## start Supplied records

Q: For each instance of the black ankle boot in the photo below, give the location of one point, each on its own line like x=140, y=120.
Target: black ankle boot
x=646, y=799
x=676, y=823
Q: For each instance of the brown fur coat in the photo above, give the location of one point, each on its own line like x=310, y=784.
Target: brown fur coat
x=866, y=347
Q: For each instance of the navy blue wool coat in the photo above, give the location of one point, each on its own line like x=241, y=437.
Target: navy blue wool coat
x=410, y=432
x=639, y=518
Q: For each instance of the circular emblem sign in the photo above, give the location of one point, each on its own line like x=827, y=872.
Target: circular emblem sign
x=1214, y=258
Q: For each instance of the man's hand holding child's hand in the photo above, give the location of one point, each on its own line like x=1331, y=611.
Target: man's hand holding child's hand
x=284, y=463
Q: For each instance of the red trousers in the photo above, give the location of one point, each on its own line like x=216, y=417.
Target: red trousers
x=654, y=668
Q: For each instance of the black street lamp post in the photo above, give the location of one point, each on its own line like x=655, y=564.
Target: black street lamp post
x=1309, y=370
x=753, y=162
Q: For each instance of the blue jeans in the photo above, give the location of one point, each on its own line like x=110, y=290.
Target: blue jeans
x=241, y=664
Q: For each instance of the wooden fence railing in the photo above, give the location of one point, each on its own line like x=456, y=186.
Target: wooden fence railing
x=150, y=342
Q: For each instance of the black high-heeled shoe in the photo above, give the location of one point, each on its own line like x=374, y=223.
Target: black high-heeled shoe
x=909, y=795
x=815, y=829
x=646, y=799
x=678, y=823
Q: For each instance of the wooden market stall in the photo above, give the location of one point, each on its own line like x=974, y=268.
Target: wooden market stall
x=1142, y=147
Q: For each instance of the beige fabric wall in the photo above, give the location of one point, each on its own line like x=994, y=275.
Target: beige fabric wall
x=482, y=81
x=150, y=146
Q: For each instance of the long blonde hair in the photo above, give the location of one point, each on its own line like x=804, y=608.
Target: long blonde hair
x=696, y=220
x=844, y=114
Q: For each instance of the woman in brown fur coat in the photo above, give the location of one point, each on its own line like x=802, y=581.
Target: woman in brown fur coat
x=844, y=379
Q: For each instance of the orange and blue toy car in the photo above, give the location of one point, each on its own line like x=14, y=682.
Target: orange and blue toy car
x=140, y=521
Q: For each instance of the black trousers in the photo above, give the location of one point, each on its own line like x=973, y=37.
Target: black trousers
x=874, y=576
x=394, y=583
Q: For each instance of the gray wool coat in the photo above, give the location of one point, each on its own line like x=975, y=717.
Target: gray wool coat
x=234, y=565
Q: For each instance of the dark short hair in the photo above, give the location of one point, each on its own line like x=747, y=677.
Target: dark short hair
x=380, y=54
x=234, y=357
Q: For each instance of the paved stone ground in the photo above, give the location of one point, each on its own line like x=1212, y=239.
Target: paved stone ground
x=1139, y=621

## end Supplied records

§ **Your instructions**
Rewrite every item above, replacing each occurrence of "Target" with "Label" and leaving all else unchanged.

§ **Written answer**
Q: For each instance of the black ankle boot in the photo below, give the location of one point, each on its own line like x=140, y=120.
Label: black ankle boot
x=646, y=799
x=676, y=823
Q: For each instance of the brown fur coat in the photo above, give the location of one point, each on its own line like x=310, y=784.
Label: brown fur coat
x=866, y=347
Q: For each instance of the navy blue wool coat in the photo above, give the location of one point, each on its own line like x=241, y=437.
Label: navy blue wool coat
x=410, y=432
x=639, y=518
Q: For each instance of the circular emblem sign in the photo above, give the location of one point, each on its own line like x=827, y=872.
Label: circular emblem sign
x=1214, y=258
Q: For each instance of the man's hand holding child's hand in the photo above, give the location of one point, each on its own line like x=1331, y=611.
Label: man's hand holding child's hand
x=284, y=463
Q: For each instance of the red trousers in the photo above, give the location of one point, each on its own line like x=216, y=417.
Label: red trousers
x=654, y=668
Q: For each instance of the black street lamp post in the photo above, give the location of one point, each on its own line like x=655, y=564.
Label: black street lamp post
x=1309, y=370
x=753, y=162
Q: For each instance of the blue jeans in the photo above, give the location of one point, each on its own line like x=110, y=290.
Label: blue jeans
x=241, y=664
Q: For each instance of the wooden fence railing in the photo above, give the location of one point, each on its own line like x=456, y=186.
Label: wooden fence railing
x=150, y=342
Q: For each instance of the black high-heeled shoe in the photo above, give the location of one point, each on its own line like x=374, y=223.
Label: black high-heeled shoe
x=909, y=795
x=815, y=829
x=646, y=799
x=678, y=823
Q: For each instance of the wooden market stall in the photo above, give the location of one point, each on its own line like x=974, y=268.
Label: wooden market stall
x=1142, y=147
Q: For each instance of the beige fabric wall in the photo above, give the location of one point, each on its own line like x=994, y=275.
Label: beige fabric wall
x=482, y=81
x=150, y=146
Q: For each instance of the long blonde hair in the photo above, give the location of one point, each on its own line like x=804, y=608.
Label: long blonde hair
x=696, y=220
x=844, y=114
Q: For each instance of the woman in brown fur coat in the photo above, give the location of one point, each on its own line like x=802, y=581.
Label: woman in brown fur coat
x=844, y=379
Q: For each instance of the orange and blue toy car in the photo above, give the location of one point, each on its own line like x=14, y=682.
Label: orange and blue toy car
x=140, y=521
Q: For each instance of the black trousers in the photo above, give the location of one point, each on its own line like x=973, y=37.
Label: black trousers
x=874, y=576
x=394, y=583
Q: For each instance of the gray wool coat in the photo above, give the location of one point, each on its own line like x=975, y=717.
Label: gray wool coat
x=234, y=565
Q: For each instance of the dark short hair in the photo above, give the location of one point, each on its own line like x=747, y=677.
Label: dark short hair
x=380, y=54
x=234, y=357
Q: For each instance of the paved stone ground in the photo above, give the location of one point, each on its own line like x=1212, y=239.
Label: paved stone ground
x=1139, y=621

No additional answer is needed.